#### [Document excerpt]
*** Block opens ***

# Protecting Battery Terminals?



## acolic (Jun 15, 2017)

Hi 

is there something you cost the battery terminals to protect him from adverse conditions? 

My batteries while they're in a locker I'm worried that the distance from the terminal to the cover and I want to coat them with some type of plastic etc. to prevent the terminals from shorting.

Anyone know of a product?


Sent from my iPhone using Tapatalk


----------



## Johnny (Jun 15, 2017)

to protect from shorting out against other metal objects,
the plastic battery box with a lid strapped to the deck is suggested.
(even if the batteries are in a compartment).




dielectric grease protects the terminals and other connections from the elements.







.


----------



## stinkfoot (Jun 15, 2017)

Also most new batteries come with plastic post covers. I bet any battery shop has dozens to give away.


----------



## Johnny (Jun 15, 2017)

this is what is on my family car battery. ($6 @ W-Mart)




.


----------



## acolic (Jun 19, 2017)

*** Block closes ***

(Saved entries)
*** Block opens ***

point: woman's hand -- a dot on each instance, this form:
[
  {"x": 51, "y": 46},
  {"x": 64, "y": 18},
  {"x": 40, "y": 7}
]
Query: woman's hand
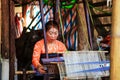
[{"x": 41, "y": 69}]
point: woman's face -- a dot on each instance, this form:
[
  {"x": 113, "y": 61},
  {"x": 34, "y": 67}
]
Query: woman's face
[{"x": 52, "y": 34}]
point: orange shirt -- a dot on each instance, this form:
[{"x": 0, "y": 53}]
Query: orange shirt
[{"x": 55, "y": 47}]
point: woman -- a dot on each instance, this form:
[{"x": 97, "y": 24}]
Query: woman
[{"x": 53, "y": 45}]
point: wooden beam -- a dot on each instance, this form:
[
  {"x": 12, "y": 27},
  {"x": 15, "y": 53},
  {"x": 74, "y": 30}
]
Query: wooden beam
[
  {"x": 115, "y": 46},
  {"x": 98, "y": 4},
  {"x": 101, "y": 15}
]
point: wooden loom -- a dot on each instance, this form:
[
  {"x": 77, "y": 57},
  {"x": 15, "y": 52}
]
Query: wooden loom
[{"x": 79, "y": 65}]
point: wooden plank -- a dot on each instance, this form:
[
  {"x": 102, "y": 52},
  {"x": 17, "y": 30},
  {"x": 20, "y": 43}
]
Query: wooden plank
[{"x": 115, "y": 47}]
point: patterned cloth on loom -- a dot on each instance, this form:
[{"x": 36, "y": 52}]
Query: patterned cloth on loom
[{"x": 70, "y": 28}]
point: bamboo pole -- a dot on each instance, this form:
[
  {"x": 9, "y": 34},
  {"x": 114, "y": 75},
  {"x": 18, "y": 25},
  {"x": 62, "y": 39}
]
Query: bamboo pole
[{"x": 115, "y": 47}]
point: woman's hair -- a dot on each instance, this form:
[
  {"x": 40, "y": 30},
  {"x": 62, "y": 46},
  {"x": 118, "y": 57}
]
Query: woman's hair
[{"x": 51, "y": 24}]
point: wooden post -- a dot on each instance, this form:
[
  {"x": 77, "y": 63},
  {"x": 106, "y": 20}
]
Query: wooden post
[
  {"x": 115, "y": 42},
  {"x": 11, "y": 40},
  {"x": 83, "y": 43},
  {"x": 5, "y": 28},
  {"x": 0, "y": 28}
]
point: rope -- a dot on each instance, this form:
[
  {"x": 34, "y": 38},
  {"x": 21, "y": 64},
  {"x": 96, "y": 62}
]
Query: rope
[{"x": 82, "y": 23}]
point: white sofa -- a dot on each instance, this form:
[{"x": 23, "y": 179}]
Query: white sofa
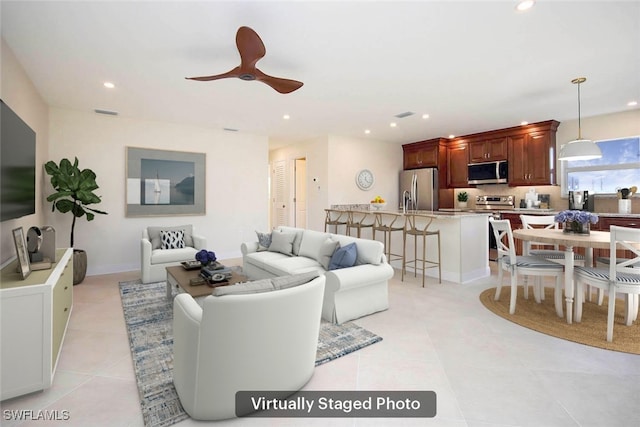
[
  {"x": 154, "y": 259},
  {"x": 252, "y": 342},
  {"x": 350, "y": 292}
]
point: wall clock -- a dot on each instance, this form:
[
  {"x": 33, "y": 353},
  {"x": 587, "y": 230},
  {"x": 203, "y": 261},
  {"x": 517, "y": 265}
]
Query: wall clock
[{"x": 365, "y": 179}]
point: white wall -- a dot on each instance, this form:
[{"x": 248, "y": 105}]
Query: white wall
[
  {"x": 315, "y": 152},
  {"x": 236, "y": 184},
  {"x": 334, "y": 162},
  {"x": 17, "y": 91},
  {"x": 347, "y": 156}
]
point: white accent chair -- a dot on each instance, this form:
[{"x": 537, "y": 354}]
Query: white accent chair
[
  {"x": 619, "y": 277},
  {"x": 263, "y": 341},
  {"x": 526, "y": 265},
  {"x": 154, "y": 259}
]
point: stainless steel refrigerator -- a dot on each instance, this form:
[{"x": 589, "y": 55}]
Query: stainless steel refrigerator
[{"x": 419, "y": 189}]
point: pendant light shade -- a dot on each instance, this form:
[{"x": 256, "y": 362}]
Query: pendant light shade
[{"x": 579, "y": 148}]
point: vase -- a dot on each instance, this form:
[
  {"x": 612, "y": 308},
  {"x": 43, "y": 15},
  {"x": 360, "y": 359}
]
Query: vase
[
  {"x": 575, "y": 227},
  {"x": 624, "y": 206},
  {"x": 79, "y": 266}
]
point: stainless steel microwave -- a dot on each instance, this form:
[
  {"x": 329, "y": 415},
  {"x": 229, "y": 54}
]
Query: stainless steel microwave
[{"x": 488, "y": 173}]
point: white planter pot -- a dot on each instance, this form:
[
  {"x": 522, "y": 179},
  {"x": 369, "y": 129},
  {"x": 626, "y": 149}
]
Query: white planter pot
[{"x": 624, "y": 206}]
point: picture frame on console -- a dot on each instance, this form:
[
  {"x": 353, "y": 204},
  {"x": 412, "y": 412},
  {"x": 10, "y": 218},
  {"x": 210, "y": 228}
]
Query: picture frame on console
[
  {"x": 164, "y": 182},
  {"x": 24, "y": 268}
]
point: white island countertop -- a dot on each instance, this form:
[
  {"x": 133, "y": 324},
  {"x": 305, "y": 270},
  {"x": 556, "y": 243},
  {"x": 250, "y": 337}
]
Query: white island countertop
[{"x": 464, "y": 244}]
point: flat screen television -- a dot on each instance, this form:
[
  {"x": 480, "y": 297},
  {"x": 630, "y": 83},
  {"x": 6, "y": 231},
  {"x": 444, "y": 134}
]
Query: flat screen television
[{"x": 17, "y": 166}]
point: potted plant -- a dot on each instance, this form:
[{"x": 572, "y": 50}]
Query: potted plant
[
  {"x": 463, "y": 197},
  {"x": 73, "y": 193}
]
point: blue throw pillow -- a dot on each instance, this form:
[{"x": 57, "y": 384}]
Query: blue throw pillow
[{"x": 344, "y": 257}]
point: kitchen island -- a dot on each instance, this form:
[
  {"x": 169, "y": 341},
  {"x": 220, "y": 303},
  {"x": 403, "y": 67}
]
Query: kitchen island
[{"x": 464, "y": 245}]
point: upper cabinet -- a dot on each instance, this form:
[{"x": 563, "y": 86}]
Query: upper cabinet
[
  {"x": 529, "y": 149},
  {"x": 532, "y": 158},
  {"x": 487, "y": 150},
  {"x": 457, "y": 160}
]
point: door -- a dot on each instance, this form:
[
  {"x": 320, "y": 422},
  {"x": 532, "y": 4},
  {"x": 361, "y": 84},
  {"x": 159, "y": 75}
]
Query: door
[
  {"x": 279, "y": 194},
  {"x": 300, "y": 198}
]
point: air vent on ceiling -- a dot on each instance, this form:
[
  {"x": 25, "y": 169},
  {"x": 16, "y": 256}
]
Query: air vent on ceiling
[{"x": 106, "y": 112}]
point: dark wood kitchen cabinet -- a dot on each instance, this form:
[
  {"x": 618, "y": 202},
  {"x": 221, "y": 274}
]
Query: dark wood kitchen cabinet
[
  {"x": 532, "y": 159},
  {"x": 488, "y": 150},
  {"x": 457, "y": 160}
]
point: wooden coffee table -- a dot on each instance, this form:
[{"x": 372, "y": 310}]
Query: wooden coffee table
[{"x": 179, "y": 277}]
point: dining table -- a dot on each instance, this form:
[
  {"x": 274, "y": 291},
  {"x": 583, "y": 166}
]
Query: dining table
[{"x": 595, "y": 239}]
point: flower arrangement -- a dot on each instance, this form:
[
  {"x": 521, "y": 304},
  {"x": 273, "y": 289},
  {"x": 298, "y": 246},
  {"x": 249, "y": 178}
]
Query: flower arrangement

*** Block closes ***

#### [What the task asks]
Answer from the battery terminal thread:
1. What does Johnny suggest strapping to the deck to keep batteries from shorting against other metal objects?
2. What does dielectric grease protect the terminals and other connections from?
3. According to stinkfoot, what do most new batteries come with?
The listing has no role in this work.

#### [Answer to the problem]
1. A plastic battery box with a lid.
2. The elements.
3. Plastic post covers.